**SELECTED EXTRACT:**
Russian Ambassador Vitaly Churkin told the council that Moscow's veto reflected "a conflict of political approaches" between Russia and the European council members.
Churkin said that Moscow was firmly opposed to the threat of sanctions against Damascus, adding that what he described as the confrontational approach of the European delegations was "against the peaceful settlement of the crisis."
He reiterated his concerns that passing the European resolution on Syria could have opened the door to a Libya-style military intervention in the Syrian authorities' six-month crackdown on anti-government demonstrations there.
Churkin added, however, that Moscow would prefer it if Syria was "quicker with implementing the promised changes." He was referring to Syrian President Bashar Assad's promised democratic reforms.
Chinese Ambassador Li Baodong said that Beijing opposed the idea of "interference in [Syria's] internal affairs."
The decision by Russia and China to use their veto power indicates that the Security Council might be stuck in a longer-term deadlock on issues related to the Middle East and the Arab Spring pro-democracy movements in the region, Western diplomats told Reuters.

(Data listing)
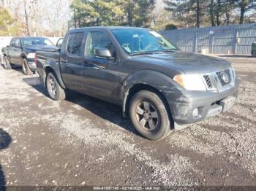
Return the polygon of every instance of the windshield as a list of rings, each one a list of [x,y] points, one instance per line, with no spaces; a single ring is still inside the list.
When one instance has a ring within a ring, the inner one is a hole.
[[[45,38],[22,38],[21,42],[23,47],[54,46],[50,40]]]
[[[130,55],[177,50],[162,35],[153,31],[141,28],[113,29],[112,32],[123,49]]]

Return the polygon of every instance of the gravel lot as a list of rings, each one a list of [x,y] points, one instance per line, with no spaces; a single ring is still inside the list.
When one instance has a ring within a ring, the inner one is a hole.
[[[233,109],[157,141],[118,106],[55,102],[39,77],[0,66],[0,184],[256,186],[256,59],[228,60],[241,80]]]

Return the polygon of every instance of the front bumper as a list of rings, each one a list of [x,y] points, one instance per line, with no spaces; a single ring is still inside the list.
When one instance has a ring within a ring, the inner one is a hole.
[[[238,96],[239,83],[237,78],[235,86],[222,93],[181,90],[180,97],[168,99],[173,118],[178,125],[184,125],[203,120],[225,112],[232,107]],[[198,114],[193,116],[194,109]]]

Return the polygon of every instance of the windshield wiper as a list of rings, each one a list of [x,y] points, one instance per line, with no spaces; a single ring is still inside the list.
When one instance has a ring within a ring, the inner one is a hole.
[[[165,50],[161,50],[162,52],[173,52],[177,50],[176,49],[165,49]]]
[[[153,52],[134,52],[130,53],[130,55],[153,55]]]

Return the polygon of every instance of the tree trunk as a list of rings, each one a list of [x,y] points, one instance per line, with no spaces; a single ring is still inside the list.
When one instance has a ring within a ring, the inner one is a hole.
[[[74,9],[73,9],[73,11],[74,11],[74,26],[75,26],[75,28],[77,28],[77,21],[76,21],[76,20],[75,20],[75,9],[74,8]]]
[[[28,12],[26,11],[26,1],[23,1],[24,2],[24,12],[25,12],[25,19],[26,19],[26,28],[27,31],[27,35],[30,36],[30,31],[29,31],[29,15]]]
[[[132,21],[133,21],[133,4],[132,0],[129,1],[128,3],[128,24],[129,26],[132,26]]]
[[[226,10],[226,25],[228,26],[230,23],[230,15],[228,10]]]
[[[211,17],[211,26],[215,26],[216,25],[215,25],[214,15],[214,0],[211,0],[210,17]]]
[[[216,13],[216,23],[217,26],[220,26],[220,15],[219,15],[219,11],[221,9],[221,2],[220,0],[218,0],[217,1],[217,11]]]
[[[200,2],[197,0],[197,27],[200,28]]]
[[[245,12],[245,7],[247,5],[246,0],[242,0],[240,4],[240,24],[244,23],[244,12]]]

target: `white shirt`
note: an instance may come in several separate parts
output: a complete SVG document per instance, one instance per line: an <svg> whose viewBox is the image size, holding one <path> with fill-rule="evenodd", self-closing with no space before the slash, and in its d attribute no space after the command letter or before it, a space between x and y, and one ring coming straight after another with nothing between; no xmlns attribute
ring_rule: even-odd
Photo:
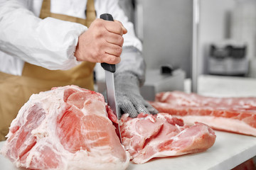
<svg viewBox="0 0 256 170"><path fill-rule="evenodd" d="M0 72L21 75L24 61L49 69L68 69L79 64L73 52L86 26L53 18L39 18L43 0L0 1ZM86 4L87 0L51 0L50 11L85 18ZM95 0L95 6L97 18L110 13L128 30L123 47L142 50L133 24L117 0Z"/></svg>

* * *

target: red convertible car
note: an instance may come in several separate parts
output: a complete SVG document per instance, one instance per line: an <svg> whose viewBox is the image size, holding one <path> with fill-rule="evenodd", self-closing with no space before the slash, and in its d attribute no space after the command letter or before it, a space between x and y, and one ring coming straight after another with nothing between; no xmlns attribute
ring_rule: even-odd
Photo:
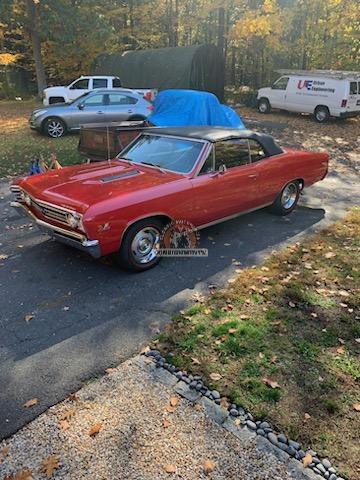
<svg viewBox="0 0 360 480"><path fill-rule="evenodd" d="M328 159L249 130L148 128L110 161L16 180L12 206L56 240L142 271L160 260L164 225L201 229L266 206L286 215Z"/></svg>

**TASK REQUIREMENTS:**
1. Return the section of the Syria veto passage that runs from "Churkin added, however, that" to "promised democratic reforms.".
2. Translate this sentence from the Syria veto passage into Spanish: "Russian Ambassador Vitaly Churkin told the council that Moscow's veto reflected 'a conflict of political approaches' between Russia and the European council members."
3. Continue the Syria veto passage, picking up right after its last sentence.
The records stand apart from the Syria veto passage and are separate material.

**FINAL RESULTS:**
1.
Churkin added, however, that Moscow would prefer it if Syria was "quicker with implementing the promised changes." He was referring to Syrian President Bashar Assad's promised democratic reforms.

2. El embajador ruso Vitaly Churkin dijo al consejo que el veto de Moscú reflejaba "un conflicto de enfoques políticos" entre Rusia y los miembros europeos del consejo.

3.
For months, Russia, China, Brazil, India and South Africa -- the "BRICS" countries -- have criticized the United States and European council members for allegedly allowing NATO to overstep its Security Council mandate to protect civilians in Libya.
No BRICS country supported the Syria resolution.
The failed resolution, which was drawn up by France in cooperation with Britain, Germany and Portugal, was a watered-down version of previous drafts that had threatened Syria with sanctions if it ignored international demands that it halt its crackdown on pro-democracy protesters.
Later drafts removed the word sanctions, though this was not enough to satisfy Russia and China.
The United Nations says Syrian military operations against demonstrators have killed at least 2,700 civilians.